» DESCRIPTION OF THE TASK: Starting at the line that contains "Kindly place a point on the grille" in the listing below, write out every line word for word until you have written the line that contains "Target: grass lawn".

» DATA RECORDS:
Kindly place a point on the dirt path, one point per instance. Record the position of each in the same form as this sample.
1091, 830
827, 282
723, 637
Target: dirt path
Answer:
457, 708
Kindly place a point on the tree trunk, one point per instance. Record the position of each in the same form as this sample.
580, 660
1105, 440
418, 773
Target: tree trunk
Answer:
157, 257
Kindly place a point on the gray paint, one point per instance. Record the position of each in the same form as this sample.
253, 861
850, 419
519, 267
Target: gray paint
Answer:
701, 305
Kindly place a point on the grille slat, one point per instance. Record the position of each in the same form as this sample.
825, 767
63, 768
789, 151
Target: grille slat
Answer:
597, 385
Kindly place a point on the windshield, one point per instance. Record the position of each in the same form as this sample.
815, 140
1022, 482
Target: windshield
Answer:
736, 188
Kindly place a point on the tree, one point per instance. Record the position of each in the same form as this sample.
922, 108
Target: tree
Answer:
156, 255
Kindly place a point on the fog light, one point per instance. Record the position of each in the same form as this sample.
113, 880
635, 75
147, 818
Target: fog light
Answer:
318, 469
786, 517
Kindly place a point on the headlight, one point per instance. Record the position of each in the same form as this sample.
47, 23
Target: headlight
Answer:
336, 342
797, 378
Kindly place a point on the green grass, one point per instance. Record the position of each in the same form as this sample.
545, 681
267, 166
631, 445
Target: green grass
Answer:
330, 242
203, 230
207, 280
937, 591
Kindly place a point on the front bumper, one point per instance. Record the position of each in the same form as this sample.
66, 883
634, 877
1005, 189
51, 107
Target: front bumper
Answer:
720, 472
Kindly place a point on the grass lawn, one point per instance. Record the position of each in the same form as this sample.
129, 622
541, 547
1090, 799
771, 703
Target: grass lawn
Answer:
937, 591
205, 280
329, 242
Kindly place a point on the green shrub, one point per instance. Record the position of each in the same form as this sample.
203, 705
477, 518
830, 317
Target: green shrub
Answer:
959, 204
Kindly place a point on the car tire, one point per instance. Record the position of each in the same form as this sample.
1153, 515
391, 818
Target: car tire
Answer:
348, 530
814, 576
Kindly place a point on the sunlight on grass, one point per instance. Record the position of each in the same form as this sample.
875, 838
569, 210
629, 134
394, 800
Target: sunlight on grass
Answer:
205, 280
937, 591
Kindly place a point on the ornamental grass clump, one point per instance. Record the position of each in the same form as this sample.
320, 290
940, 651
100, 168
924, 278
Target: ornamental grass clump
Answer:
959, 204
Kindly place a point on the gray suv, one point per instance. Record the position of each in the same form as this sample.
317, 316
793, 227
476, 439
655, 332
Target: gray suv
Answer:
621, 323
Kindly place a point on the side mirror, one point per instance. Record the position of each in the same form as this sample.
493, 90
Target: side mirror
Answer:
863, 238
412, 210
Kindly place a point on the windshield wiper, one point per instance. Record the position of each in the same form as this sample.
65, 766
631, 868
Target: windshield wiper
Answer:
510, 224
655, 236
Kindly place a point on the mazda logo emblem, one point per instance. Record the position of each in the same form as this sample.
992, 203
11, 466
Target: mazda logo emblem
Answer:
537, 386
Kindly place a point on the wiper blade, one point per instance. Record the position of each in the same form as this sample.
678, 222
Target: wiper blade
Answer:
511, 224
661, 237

» ANSWER SPACE:
Kindly place a point on the grille slat, one point per instance. Record the position of each in the same form as this sample.
825, 767
63, 768
789, 151
Target: grille slat
Answer:
597, 385
Kindly place a point on the windshield, one point per instance. Record the position of each in the same form as this sample.
815, 140
1022, 482
Target: windshield
Answer:
736, 188
Kindly place a point on the tree, one point per instance. Record the position of each in the same form as this sample.
922, 108
Target: tree
Answer:
156, 255
Kindly place a point on the fog light, one point per instance. Record the position of each in the same form as this sample.
113, 880
635, 75
147, 818
Target: fog light
Answer:
318, 469
786, 517
Kindly place a point on the headlight, one point per instance. Record the position of each in the same form as this sample.
47, 23
Target: headlight
Answer:
336, 342
797, 378
Kindly place a point on the green grass, one point per instance. Record the position of each in the same form as this sample.
545, 681
267, 166
631, 445
Target: green grass
Answer:
330, 242
203, 230
207, 280
937, 591
Kindly place a point on the front bumper, one point per instance. Record the position of each in the same form as this sample.
66, 883
634, 877
1005, 189
51, 107
Target: front bumper
Answer:
720, 472
Kindly place a point on the grass lawn, one point per instance. Record the position of each in the same form as this sample.
129, 622
541, 547
1090, 799
771, 703
Target: grass lawn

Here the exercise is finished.